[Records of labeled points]
"""
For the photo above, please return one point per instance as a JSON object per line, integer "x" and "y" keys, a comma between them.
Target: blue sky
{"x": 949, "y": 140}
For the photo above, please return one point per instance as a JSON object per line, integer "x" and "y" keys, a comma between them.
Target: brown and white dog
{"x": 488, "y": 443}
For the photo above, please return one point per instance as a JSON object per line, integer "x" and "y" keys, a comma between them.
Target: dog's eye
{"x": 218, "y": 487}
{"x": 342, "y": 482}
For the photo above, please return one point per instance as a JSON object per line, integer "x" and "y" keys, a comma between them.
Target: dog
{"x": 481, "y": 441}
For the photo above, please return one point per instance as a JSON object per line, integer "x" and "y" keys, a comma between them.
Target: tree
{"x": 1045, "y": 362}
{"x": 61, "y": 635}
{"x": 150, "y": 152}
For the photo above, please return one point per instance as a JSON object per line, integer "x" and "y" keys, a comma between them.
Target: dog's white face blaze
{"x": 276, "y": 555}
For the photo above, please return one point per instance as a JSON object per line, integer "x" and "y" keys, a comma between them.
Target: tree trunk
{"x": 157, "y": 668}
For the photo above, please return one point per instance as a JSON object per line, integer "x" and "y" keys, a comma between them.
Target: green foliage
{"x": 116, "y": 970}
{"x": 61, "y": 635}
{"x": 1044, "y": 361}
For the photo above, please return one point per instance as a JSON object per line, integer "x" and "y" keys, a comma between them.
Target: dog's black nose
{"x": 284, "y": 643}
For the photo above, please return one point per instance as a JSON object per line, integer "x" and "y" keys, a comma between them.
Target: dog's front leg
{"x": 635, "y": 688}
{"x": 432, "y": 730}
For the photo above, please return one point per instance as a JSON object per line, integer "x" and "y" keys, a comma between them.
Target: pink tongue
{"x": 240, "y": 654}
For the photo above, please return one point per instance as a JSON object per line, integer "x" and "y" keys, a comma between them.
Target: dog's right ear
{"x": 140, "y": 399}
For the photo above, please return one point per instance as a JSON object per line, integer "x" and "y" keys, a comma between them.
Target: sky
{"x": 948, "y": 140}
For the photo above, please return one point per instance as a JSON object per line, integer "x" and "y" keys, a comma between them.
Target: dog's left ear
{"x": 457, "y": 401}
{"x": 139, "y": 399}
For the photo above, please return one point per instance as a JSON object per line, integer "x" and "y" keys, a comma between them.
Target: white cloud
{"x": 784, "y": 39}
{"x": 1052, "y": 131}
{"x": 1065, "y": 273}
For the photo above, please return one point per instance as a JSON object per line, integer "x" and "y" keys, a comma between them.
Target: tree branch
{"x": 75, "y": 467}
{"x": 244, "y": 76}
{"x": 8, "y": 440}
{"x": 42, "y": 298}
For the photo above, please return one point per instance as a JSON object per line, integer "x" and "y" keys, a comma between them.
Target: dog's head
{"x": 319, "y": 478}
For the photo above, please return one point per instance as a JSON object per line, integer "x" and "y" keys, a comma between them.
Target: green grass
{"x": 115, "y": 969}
"""
== Set problem ==
From the listing above, extract all records word for word.

== Result of the exercise ==
For the photo above, please return one point per instance as a JSON object per line, integer "x" and "y" keys, a comma between them.
Target: blue sky
{"x": 949, "y": 140}
For the photo above, please return one point per instance as a JSON object per line, integer "x" and "y" keys, a comma between them.
Target: brown and white dog
{"x": 488, "y": 443}
For the photo above, please return one point per instance as a JSON object per line, integer "x" and "y" keys, a comma between them.
Target: dog's eye
{"x": 218, "y": 487}
{"x": 342, "y": 482}
For the photo above, please return one point per instance as a JSON object per line, integer "x" and "y" keys, a comma between them.
Target: dog
{"x": 481, "y": 441}
For the photo above, please return one point per instance as a JSON object per line, integer "x" and "y" keys, a comma between them.
Target: tree
{"x": 1045, "y": 362}
{"x": 61, "y": 635}
{"x": 150, "y": 152}
For the photo above, please return one point per instance as a JSON object per line, integer "x" and "y" keys, a comma between them.
Target: dog's white face blaze
{"x": 276, "y": 555}
For the photo above, please return one point per instance as a JSON object per line, integer "x" and "y" keys, a comma between them.
Target: tree trunk
{"x": 157, "y": 668}
For the photo above, please return one point per instance as a JSON object per line, integer "x" and "y" keys, a comma between them.
Target: green foliage
{"x": 116, "y": 970}
{"x": 61, "y": 635}
{"x": 1044, "y": 361}
For the photo above, please return one point per instance as a JSON object per line, integer "x" and "y" keys, a comma between them.
Target: dog's black nose
{"x": 284, "y": 643}
For the photo above, please return one point per instance as a JSON object per line, integer "x" and "y" keys, a comma between them.
Target: dog's front leg
{"x": 635, "y": 688}
{"x": 432, "y": 730}
For the photo above, please return one point per instance as a JSON object per line, integer "x" and "y" keys, a comma between them.
Target: pink tongue
{"x": 240, "y": 654}
For the photo above, please return one point per instance as a JSON object per line, integer "x" and "y" keys, a comma between them.
Target: dog's right ear
{"x": 140, "y": 399}
For the photo above, please return one point per instance as a JSON object per line, integer "x" and "y" keys, a comma between them.
Target: sky
{"x": 948, "y": 140}
For the photo above, please return one point per instance as a JSON object per line, integer "x" and "y" keys, a comma between them.
Target: dog's left ear
{"x": 457, "y": 401}
{"x": 139, "y": 399}
For the photo above, please return one point per instance as a JSON object per line, integer "x" and "y" keys, a comma between them.
Target: white cloud
{"x": 784, "y": 39}
{"x": 1052, "y": 131}
{"x": 1065, "y": 273}
For the photo above, please return one point per instance as a JSON object per line, integer "x" and "y" keys, a comma between them.
Target: tree branch
{"x": 75, "y": 467}
{"x": 244, "y": 76}
{"x": 8, "y": 440}
{"x": 42, "y": 298}
For the photo above, please return one point per instance as a JSON object per line, integer "x" and "y" keys, a comma between them.
Target: dog's head
{"x": 319, "y": 478}
For the photo above, please return one point per instance as a JSON object per line, integer "x" and "y" keys, a comma between them.
Target: green grass
{"x": 115, "y": 969}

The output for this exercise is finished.